_Given passage_.

Award winning vocalist Tubby Justice delivers stylish pop/jazz with her debut album 'Sense' which peaked in the top 5 of The adelaide mainstream charts. Experience Tubby's unique brand of wit and wisdom on this extraordinary breakthrough recording.

Reviews For Sense
TUBBY Justice has been accosted by record store proprietors anxious to obtain more copies of her Sense album, but she can't help them. Stock supplies of Sense have been exhausted. Tubby's first album has been Adelaide's resounding music success story of the year. It is one of few local records to have won widespread radio exposure, was the first independent record in Australia to be advertised on television, and a commitment to undertake vigorous promotion elevated the record to a Top Five chart success.

_Data records_.

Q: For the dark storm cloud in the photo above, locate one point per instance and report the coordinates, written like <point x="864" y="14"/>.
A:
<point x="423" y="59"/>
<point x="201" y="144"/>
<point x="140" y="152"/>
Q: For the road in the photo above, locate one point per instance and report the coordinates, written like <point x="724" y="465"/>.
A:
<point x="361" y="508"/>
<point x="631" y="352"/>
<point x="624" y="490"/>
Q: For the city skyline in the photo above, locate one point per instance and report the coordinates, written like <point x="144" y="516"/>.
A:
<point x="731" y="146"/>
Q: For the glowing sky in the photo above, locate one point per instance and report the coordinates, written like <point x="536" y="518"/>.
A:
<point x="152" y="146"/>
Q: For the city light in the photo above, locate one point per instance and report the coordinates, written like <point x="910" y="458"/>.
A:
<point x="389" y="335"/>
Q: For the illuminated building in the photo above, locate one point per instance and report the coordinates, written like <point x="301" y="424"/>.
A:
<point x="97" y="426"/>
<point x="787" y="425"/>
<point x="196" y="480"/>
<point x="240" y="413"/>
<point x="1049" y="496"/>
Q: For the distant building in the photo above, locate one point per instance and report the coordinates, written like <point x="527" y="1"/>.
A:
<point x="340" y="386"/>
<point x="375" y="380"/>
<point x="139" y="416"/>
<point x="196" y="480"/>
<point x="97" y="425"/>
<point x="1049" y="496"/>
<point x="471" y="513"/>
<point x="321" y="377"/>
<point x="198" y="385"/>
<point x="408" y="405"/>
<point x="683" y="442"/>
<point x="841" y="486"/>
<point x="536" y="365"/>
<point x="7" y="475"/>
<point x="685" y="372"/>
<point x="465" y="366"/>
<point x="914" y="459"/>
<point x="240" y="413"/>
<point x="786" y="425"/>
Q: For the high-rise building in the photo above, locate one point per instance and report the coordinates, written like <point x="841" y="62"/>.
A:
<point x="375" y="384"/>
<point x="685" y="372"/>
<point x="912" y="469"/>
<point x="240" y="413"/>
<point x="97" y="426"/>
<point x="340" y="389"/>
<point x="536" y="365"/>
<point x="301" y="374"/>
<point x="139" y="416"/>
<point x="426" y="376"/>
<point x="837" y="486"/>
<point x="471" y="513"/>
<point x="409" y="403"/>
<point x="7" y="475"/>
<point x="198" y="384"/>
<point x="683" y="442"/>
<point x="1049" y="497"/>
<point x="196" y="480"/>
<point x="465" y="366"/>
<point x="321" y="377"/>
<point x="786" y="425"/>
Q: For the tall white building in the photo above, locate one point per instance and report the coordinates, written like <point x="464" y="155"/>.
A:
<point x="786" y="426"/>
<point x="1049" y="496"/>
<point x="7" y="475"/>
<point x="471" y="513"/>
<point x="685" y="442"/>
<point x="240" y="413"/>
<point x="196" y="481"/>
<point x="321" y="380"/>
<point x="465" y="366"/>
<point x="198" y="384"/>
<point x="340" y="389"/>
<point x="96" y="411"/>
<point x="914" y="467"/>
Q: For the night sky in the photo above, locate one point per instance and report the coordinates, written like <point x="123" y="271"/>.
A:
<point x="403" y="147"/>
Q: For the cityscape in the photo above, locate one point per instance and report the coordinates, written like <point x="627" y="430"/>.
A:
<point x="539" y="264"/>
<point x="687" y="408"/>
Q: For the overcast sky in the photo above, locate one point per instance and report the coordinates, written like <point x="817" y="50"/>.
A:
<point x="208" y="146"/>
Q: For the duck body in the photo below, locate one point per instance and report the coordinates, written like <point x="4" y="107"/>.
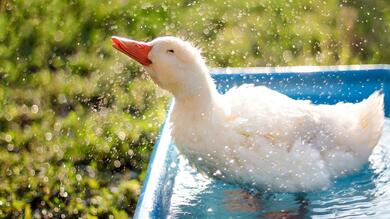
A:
<point x="255" y="136"/>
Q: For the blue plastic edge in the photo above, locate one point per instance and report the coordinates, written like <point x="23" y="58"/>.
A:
<point x="148" y="205"/>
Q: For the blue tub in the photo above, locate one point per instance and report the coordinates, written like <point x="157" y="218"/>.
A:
<point x="172" y="189"/>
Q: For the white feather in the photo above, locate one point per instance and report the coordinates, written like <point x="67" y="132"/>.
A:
<point x="256" y="136"/>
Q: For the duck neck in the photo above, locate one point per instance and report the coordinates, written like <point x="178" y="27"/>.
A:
<point x="200" y="96"/>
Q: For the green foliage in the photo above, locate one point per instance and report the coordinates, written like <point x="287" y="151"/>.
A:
<point x="78" y="120"/>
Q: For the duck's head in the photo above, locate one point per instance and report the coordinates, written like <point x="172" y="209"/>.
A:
<point x="173" y="64"/>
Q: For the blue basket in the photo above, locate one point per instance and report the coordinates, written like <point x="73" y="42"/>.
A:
<point x="318" y="84"/>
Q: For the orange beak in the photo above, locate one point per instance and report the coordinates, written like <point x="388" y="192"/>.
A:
<point x="138" y="51"/>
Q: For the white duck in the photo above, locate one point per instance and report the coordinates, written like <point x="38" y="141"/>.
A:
<point x="253" y="135"/>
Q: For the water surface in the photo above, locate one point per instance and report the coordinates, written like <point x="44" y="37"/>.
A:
<point x="365" y="194"/>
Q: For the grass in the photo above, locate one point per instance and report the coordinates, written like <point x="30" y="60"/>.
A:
<point x="78" y="120"/>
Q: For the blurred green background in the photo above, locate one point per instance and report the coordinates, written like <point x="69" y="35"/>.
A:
<point x="78" y="119"/>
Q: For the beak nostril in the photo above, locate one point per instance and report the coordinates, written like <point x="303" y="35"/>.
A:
<point x="139" y="51"/>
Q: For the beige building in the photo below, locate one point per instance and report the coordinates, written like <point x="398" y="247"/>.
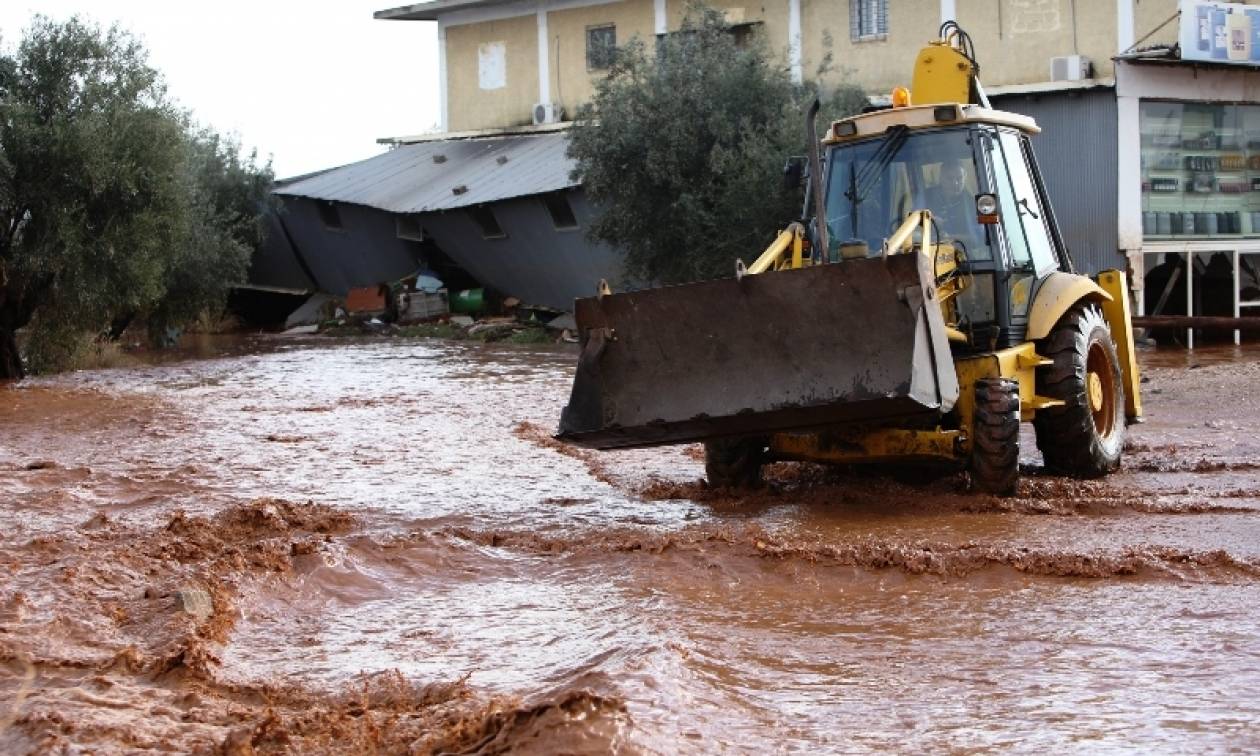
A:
<point x="509" y="63"/>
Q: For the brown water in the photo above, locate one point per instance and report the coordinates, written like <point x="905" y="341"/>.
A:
<point x="536" y="597"/>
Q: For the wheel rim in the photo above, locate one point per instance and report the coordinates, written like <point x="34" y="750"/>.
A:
<point x="1100" y="389"/>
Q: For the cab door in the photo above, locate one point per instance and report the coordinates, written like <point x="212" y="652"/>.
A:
<point x="1026" y="226"/>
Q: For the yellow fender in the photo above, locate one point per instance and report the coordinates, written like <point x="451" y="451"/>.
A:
<point x="1057" y="295"/>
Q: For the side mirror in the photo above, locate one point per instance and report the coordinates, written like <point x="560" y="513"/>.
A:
<point x="794" y="173"/>
<point x="987" y="209"/>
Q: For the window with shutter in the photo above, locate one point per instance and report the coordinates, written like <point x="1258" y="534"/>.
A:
<point x="868" y="19"/>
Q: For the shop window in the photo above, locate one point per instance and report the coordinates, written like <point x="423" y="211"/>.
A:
<point x="868" y="19"/>
<point x="1200" y="170"/>
<point x="329" y="216"/>
<point x="560" y="211"/>
<point x="601" y="47"/>
<point x="488" y="223"/>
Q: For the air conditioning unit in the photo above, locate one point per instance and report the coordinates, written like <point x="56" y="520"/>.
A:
<point x="548" y="112"/>
<point x="1070" y="68"/>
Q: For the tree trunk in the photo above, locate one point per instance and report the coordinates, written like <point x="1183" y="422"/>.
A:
<point x="10" y="360"/>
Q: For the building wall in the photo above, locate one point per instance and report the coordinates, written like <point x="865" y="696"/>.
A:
<point x="1149" y="14"/>
<point x="877" y="66"/>
<point x="1079" y="129"/>
<point x="572" y="83"/>
<point x="469" y="106"/>
<point x="1014" y="42"/>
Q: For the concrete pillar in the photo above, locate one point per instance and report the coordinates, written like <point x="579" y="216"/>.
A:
<point x="543" y="59"/>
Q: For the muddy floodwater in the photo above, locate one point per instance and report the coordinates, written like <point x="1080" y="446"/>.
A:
<point x="286" y="546"/>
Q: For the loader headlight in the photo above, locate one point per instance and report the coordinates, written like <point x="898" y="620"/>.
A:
<point x="987" y="208"/>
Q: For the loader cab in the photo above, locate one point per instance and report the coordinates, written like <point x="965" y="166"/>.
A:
<point x="974" y="169"/>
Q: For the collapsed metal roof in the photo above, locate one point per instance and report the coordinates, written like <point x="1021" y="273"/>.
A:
<point x="429" y="11"/>
<point x="444" y="175"/>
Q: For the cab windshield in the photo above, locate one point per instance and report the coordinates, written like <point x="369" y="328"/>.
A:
<point x="872" y="187"/>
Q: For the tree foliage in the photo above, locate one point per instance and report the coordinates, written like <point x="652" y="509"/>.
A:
<point x="683" y="148"/>
<point x="110" y="202"/>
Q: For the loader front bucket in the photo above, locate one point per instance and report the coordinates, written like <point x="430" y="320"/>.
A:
<point x="853" y="342"/>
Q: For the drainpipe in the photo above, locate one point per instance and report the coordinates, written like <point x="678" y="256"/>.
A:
<point x="794" y="40"/>
<point x="543" y="59"/>
<point x="1124" y="25"/>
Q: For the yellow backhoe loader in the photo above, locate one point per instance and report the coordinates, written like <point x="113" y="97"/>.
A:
<point x="922" y="309"/>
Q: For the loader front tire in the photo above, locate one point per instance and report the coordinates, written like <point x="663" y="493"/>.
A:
<point x="1085" y="436"/>
<point x="735" y="463"/>
<point x="996" y="436"/>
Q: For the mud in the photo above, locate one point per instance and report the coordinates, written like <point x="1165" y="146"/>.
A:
<point x="282" y="546"/>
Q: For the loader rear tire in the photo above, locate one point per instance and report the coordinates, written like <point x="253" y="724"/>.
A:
<point x="996" y="436"/>
<point x="1085" y="436"/>
<point x="735" y="463"/>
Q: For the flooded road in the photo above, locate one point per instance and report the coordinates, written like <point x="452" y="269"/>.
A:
<point x="329" y="546"/>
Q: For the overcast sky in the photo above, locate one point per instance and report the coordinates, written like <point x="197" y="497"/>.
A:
<point x="311" y="83"/>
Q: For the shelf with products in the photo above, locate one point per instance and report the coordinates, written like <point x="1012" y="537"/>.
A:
<point x="1200" y="170"/>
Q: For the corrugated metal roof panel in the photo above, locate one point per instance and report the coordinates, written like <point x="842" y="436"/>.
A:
<point x="444" y="175"/>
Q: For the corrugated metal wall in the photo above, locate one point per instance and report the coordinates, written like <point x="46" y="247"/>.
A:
<point x="1076" y="150"/>
<point x="534" y="261"/>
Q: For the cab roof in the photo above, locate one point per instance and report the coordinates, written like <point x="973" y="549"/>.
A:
<point x="924" y="116"/>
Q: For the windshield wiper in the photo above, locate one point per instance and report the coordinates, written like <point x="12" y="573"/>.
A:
<point x="861" y="185"/>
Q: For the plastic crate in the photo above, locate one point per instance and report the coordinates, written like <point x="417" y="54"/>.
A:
<point x="423" y="306"/>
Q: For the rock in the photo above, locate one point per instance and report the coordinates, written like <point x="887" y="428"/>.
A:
<point x="194" y="601"/>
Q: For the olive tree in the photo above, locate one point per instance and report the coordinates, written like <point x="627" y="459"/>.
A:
<point x="110" y="202"/>
<point x="682" y="148"/>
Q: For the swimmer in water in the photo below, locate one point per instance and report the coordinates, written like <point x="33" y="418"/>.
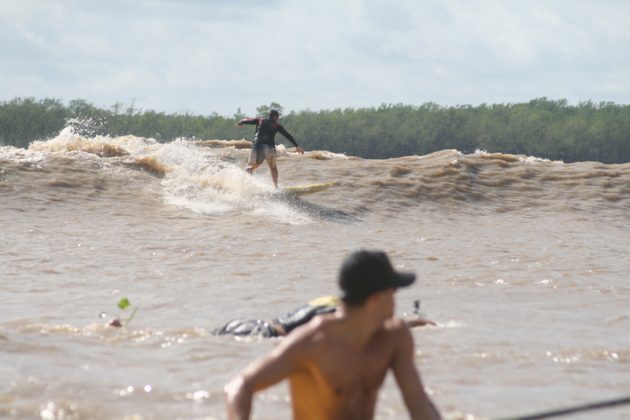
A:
<point x="283" y="325"/>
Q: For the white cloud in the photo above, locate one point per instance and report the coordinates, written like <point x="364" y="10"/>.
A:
<point x="205" y="56"/>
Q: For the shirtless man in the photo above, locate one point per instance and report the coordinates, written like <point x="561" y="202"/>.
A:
<point x="336" y="363"/>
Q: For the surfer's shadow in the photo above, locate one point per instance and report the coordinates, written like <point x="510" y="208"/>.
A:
<point x="318" y="211"/>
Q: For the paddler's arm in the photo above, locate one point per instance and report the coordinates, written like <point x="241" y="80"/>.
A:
<point x="289" y="137"/>
<point x="263" y="373"/>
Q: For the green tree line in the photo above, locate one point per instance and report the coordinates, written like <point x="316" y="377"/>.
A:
<point x="542" y="127"/>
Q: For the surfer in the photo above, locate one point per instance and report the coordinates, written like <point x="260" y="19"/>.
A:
<point x="264" y="144"/>
<point x="283" y="325"/>
<point x="336" y="363"/>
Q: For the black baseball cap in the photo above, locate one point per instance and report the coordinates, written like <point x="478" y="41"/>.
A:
<point x="366" y="272"/>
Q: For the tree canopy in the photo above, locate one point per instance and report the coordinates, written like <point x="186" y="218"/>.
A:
<point x="542" y="127"/>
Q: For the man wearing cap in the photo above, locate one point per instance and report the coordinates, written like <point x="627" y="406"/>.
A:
<point x="264" y="144"/>
<point x="337" y="362"/>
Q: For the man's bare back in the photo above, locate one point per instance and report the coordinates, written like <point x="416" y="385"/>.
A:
<point x="338" y="380"/>
<point x="336" y="363"/>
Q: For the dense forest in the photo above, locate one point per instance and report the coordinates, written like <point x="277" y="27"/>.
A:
<point x="544" y="128"/>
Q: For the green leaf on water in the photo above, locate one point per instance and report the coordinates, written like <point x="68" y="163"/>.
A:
<point x="123" y="303"/>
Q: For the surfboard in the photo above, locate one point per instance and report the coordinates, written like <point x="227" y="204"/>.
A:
<point x="308" y="188"/>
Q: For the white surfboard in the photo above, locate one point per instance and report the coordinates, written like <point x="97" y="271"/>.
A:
<point x="308" y="188"/>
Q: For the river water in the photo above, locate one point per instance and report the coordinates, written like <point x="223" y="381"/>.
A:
<point x="522" y="262"/>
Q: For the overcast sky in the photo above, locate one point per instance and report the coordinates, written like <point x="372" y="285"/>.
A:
<point x="217" y="56"/>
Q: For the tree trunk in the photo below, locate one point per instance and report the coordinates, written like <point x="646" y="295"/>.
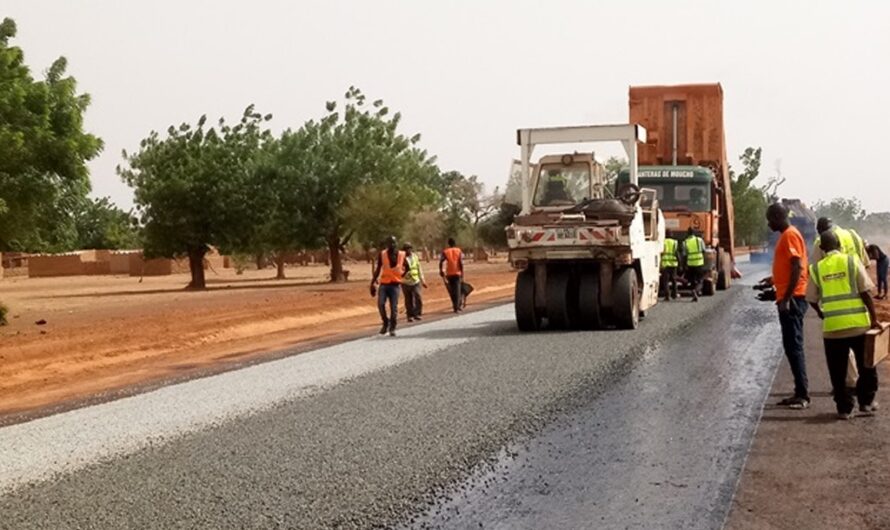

_About this exercise_.
Answer these from the Tubby Justice album text:
1. What style of music does she deliver on 'Sense'?
2. What was Sense the first independent record in Australia to do?
3. Why can't she supply more copies to record store proprietors?
The rows have nothing to do with the Tubby Justice album text.

_Task output_.
1. Stylish pop/jazz.
2. It was the first to be advertised on television.
3. Stock supplies of Sense have been exhausted.